» **Data for this exercise**:
■ ■ ■ ■ ■ ■ ■
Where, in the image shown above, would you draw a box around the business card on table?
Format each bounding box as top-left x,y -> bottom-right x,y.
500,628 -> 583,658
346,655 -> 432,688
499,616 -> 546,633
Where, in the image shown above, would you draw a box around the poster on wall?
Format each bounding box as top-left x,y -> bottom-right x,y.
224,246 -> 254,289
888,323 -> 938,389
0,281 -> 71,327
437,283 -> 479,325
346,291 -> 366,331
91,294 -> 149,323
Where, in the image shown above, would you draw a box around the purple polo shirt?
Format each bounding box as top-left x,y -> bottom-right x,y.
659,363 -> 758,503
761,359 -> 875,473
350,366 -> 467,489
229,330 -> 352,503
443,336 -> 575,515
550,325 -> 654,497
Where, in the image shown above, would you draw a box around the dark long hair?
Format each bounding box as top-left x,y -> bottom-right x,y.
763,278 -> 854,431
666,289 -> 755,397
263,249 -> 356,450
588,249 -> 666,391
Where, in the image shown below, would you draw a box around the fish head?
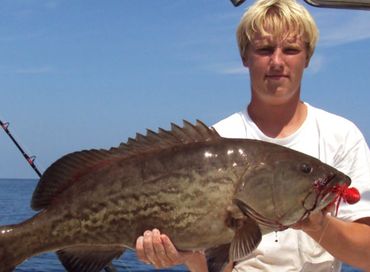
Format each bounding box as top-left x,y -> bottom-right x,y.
234,144 -> 351,230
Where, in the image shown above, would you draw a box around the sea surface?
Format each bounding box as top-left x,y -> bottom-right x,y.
0,179 -> 360,272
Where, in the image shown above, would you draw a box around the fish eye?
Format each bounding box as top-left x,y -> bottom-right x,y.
301,163 -> 312,174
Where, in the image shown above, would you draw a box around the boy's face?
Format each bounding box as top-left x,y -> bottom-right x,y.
243,30 -> 309,105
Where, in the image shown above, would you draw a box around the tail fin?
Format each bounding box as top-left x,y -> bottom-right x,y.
0,225 -> 25,272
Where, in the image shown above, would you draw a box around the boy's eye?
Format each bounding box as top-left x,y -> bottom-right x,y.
256,46 -> 275,55
283,47 -> 301,55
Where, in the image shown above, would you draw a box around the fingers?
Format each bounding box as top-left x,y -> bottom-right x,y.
161,234 -> 182,264
136,229 -> 179,268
■ ■ ■ ■ ■ ■ ■
Rescale the part of the records that opens with the line containing "the sea surface?" and closes with the line containing "301,163 -> 312,174". Write out every line of that part, requests included, with each bounding-box coordinate in the answers multiplied by 2.4 and rounded to a whole number, halves up, and give only those lines.

Where, in the image shown above, would you draw a box around the sea surface?
Format each bounding box as top-left x,y -> bottom-right x,y.
0,430 -> 864,653
Where, in the image shown above, would you draw a box around the fish eye?
Format each bounding box as top-left x,y -> bottom-right x,y.
722,391 -> 749,418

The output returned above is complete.